### What the exercise asks
Continue the article on the revised Microsoft–OpenAI agreement, picking up after its final sentence.

### Page extract

The New Deal Changes Everything
Monday’s renegotiated agreement cuts through all that tension with a single, decisive change. Microsoft’s exclusive rights are gone.
Instead, Microsoft now holds a nonexclusive license to OpenAI’s IP for models and products through 2032. The two companies still describe Microsoft as OpenAI’s “primary cloud partner,” and OpenAI products will ship first on Azure unless Microsoft cannot or chooses not to support the necessary capabilities. But here’s the critical shift: OpenAI can now serve all its products to customers across any cloud provider.
That single sentence removes the legal threat hanging over the Amazon deal. Andy Jassy, Amazon’s CEO, celebrated almost immediately on X, confirming that OpenAI’s models would become available to AWS Bedrock customers within weeks, alongside the upcoming Stateful Runtime Environment.
Microsoft’s Trade-Off Makes Sense

So did Microsoft lose here? Not really.
Yes, Microsoft surrendered its exclusive grip on OpenAI’s products. But it secured some meaningful compensation in return. Under the new terms, Microsoft no longer has to pay a revenue share to OpenAI. Meanwhile, OpenAI will continue paying a revenue share to Microsoft through 2030, subject to a cap. The exact dollar amounts aren’t public, but context helps here. Last quarter alone, Microsoft reported $7.5 billion from a single quarter tied to its OpenAI investment. That is a substantial return.
Plus, Microsoft still owns roughly 27% of OpenAI’s for-profit entity. Every sale OpenAI makes on AWS still financially benefits Microsoft as a shareholder. The cloud revenue Microsoft might lose from ending exclusivity is partly offset by equity appreciation every time OpenAI grows.
And Microsoft isn’t sitting still on AI partnerships, either. The company has quietly built a closer relationship with Anthropic, using Claude to power its own agentic products. So losing OpenAI exclusivity stings less when you have a credible alternative.

Why AI API Access on AWS Bedrock Is the Real Story
The bigger picture here isn’t about Microsoft or OpenAI at all. It’s about enterprises and AI API access.
For months, large companies had to route OpenAI API calls through Azure if they wanted the latest models. That created friction for businesses already running workloads on AWS or Google Cloud. Now that restriction is over. Companies can access OpenAI’s models directly through Bedrock, pick their preferred cloud infrastructure, and mix and match AI vendors without worrying about which platform holds what exclusive deal.

### Referring expression grounding data
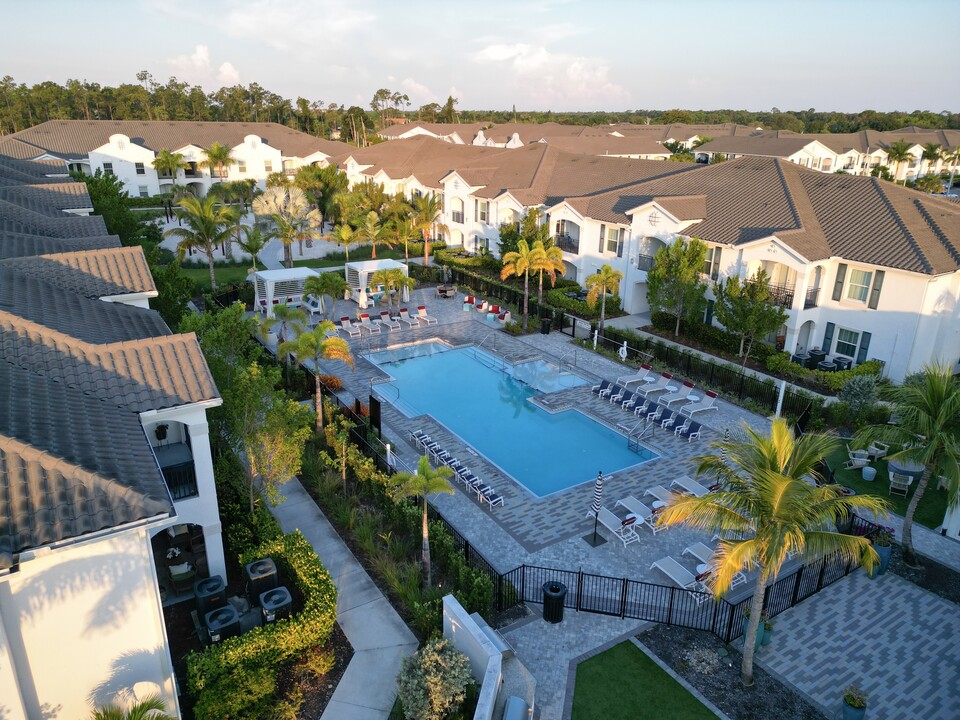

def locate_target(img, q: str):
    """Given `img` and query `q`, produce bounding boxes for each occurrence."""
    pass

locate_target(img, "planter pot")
[843,703,867,720]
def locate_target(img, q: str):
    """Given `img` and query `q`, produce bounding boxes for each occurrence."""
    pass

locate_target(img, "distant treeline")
[0,71,960,140]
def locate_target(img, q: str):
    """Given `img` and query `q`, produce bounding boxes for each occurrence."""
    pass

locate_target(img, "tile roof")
[0,120,349,159]
[0,246,157,299]
[0,230,120,260]
[0,363,173,569]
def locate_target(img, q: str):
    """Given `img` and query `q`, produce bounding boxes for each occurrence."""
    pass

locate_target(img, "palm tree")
[387,455,453,589]
[854,364,960,567]
[357,210,393,260]
[90,695,174,720]
[253,187,323,269]
[587,265,623,335]
[151,150,190,187]
[277,322,355,435]
[412,193,447,265]
[200,142,236,182]
[500,240,543,332]
[657,419,888,686]
[163,195,233,290]
[887,140,913,185]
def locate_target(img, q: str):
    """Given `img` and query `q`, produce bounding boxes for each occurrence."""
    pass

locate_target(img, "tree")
[253,187,323,269]
[387,455,453,589]
[855,364,960,567]
[151,150,190,187]
[887,140,913,185]
[657,419,888,686]
[500,240,543,332]
[163,196,234,290]
[586,263,623,335]
[713,268,787,365]
[277,320,356,435]
[647,237,707,337]
[201,142,236,182]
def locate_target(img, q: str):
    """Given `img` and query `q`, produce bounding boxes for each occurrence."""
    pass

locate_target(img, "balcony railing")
[553,235,580,255]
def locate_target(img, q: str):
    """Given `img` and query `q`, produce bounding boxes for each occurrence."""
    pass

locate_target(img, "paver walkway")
[273,479,417,720]
[757,571,960,720]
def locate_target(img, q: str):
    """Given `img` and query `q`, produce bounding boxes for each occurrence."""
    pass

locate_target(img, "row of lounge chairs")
[410,430,503,510]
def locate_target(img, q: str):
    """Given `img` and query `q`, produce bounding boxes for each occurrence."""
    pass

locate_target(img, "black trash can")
[543,580,567,623]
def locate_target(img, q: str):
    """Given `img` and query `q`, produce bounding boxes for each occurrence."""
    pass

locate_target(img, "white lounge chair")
[380,310,400,330]
[587,507,640,547]
[417,305,437,325]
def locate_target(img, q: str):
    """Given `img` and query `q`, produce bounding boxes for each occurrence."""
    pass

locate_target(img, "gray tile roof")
[0,246,157,299]
[0,362,173,569]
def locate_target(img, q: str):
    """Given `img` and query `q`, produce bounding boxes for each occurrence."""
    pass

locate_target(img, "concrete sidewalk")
[272,478,418,720]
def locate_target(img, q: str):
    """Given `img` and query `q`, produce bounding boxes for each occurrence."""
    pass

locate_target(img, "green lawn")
[573,641,716,720]
[827,445,947,529]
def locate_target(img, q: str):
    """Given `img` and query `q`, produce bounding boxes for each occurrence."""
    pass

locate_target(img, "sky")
[0,0,960,112]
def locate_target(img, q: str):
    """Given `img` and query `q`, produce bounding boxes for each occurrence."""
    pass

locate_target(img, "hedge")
[187,530,337,720]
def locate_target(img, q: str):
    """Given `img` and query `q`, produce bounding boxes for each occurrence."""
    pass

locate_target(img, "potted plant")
[843,685,867,720]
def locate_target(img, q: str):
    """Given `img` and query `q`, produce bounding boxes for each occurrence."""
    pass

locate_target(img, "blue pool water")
[368,343,658,497]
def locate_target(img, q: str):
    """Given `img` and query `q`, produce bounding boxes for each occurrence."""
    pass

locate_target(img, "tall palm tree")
[500,240,543,332]
[201,142,237,182]
[151,150,190,187]
[887,140,913,185]
[412,193,447,265]
[277,322,355,435]
[163,195,233,290]
[387,455,453,589]
[854,364,960,567]
[253,187,323,269]
[657,419,887,686]
[587,264,623,335]
[356,210,393,260]
[90,695,174,720]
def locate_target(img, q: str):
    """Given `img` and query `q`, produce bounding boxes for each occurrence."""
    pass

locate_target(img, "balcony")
[553,235,580,255]
[153,443,200,500]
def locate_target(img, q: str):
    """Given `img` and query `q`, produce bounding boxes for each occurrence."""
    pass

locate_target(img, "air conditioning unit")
[260,585,293,623]
[204,605,240,642]
[244,558,280,602]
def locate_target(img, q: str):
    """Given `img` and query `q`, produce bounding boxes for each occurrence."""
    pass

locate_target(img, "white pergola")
[253,268,319,317]
[343,260,410,308]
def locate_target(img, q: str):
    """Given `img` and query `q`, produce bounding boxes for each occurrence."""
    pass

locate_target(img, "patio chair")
[637,373,673,398]
[680,390,717,417]
[660,380,693,407]
[360,313,380,335]
[417,305,437,325]
[340,317,360,337]
[400,308,420,327]
[587,507,640,547]
[380,310,400,330]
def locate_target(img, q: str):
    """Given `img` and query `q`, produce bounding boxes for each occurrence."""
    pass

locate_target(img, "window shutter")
[872,270,883,306]
[820,323,837,355]
[833,263,847,300]
[857,333,870,365]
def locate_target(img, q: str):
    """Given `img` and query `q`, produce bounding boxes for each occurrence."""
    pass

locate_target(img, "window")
[837,330,860,357]
[847,270,873,302]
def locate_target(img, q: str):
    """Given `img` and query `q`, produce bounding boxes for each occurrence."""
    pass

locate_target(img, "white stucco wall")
[0,526,179,720]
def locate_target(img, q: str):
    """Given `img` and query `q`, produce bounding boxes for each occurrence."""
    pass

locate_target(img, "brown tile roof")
[0,246,157,299]
[0,120,349,159]
[0,311,219,413]
[0,230,120,260]
[0,363,173,569]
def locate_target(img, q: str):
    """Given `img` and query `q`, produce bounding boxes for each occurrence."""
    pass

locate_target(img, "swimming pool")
[367,342,658,497]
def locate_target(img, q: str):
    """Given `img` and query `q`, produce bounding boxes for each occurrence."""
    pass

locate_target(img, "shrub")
[397,639,472,720]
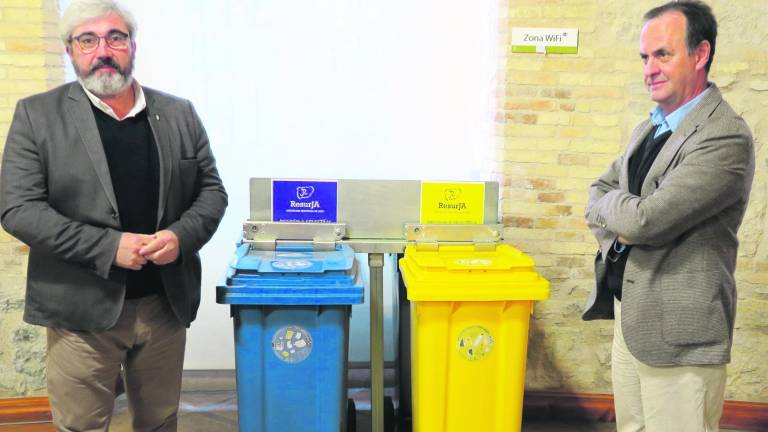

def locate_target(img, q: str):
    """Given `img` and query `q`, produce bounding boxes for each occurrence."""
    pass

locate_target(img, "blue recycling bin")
[216,244,363,432]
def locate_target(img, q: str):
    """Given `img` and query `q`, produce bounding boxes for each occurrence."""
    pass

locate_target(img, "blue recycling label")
[272,180,338,223]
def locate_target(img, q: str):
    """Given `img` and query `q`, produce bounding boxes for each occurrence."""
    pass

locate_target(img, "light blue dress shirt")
[651,86,710,138]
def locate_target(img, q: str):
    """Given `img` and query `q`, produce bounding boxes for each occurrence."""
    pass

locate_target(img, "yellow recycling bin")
[400,245,549,432]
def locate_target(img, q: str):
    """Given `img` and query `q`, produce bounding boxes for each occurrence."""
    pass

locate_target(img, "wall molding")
[523,391,768,432]
[0,391,768,431]
[0,397,51,424]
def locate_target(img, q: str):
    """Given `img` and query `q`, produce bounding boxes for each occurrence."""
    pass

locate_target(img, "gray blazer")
[585,84,755,366]
[0,83,227,331]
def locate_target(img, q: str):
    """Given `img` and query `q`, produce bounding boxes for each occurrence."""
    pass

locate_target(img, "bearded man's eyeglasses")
[72,30,130,54]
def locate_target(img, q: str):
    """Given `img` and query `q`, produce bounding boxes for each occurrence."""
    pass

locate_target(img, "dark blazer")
[0,82,227,331]
[585,84,755,366]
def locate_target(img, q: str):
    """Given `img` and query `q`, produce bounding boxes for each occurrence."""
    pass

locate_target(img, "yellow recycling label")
[420,182,485,224]
[456,326,493,361]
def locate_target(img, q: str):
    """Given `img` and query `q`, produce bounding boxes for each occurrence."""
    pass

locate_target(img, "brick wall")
[496,0,768,402]
[0,0,64,399]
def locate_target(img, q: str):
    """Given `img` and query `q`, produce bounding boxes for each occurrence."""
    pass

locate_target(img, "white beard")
[81,73,133,97]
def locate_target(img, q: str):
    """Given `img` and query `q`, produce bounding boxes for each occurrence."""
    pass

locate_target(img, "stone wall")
[0,0,64,399]
[496,0,768,402]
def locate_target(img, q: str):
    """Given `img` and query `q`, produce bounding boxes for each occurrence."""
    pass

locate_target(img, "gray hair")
[59,0,137,45]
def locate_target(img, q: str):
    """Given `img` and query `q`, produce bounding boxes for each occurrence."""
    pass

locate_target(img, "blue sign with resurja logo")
[272,180,338,223]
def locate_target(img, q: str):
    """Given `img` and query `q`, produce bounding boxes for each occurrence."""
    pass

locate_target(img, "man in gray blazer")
[584,0,755,432]
[0,0,227,431]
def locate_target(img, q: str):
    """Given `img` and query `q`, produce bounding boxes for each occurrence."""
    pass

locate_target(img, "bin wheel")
[347,398,357,432]
[384,396,397,432]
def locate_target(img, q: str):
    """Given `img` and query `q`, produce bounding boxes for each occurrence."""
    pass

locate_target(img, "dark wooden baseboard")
[0,391,768,432]
[0,397,51,424]
[523,391,768,432]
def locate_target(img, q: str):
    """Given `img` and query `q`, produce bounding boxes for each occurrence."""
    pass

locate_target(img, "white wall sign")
[512,27,579,54]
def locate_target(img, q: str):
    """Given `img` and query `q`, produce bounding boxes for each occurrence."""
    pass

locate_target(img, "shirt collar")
[78,79,147,121]
[651,86,712,137]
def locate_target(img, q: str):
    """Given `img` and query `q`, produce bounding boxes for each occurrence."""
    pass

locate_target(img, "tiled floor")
[0,373,747,432]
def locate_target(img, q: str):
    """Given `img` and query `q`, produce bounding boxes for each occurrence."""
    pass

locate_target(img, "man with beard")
[0,0,227,431]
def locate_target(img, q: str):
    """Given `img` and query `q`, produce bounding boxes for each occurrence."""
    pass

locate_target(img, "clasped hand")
[115,230,179,270]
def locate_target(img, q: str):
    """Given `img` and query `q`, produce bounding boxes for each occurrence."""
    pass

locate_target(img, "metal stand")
[368,253,384,432]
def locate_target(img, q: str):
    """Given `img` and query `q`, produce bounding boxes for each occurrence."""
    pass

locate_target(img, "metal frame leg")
[368,253,384,432]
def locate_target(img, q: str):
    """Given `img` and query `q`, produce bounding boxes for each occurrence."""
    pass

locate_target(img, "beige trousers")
[47,296,186,432]
[612,301,726,432]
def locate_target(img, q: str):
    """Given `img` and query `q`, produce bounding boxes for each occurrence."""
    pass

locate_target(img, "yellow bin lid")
[400,244,549,301]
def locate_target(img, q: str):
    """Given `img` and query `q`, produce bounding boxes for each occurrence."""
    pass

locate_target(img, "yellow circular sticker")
[456,326,493,361]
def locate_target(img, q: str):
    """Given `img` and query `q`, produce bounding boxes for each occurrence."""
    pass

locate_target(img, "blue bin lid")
[216,244,363,305]
[231,244,355,273]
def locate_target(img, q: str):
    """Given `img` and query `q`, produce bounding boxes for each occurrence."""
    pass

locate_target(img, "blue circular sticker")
[272,260,312,271]
[272,326,312,363]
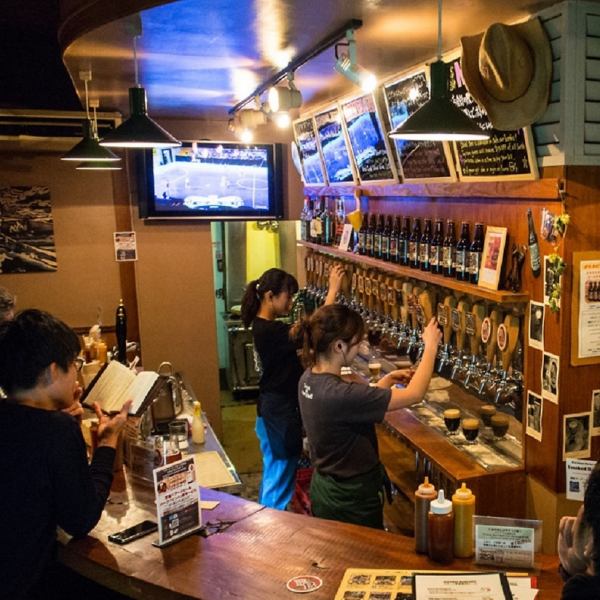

### Response to this exercise
That kind of flexibility is genuinely valuable. Multi-cloud strategies are already standard for most enterprise IT teams. Being forced into a single cloud provider for AI workloads contradicts the whole point of that approach.

A Timeline of a Complicated Partnership
This deal didn’t happen overnight. The Microsoft-OpenAI relationship has been renegotiated repeatedly over the past several months, each time adjusting to new commercial realities.
In October 2025, Microsoft and OpenAI struck a new agreement that helped OpenAI handle Elon Musk’s lawsuit about its corporate structure. That deal also gave OpenAI permission to run certain non-API products on other clouds. A month later, in November, OpenAI signed a multi-year agreement with Amazon worth $38 billion in AWS cloud services. Then in February 2026, Amazon announced the full $50 billion investment deal, which immediately triggered Microsoft’s public pushback over exclusive rights. By March, the Financial Times had confirmed that Microsoft was weighing legal action. April’s announcement finally resolves all of it.
Each step in that timeline shows how quickly the AI industry’s commercial dynamics are shifting. Deals that seemed locked in six months ago are already being renegotiated.
What this tells me is simple. The AI infrastructure race is moving faster than any single partnership agreement can keep up with. The companies that stay flexible — and the enterprises that demand choice — are the ones who come out ahead. This deal is proof that even the biggest players have to keep adapting.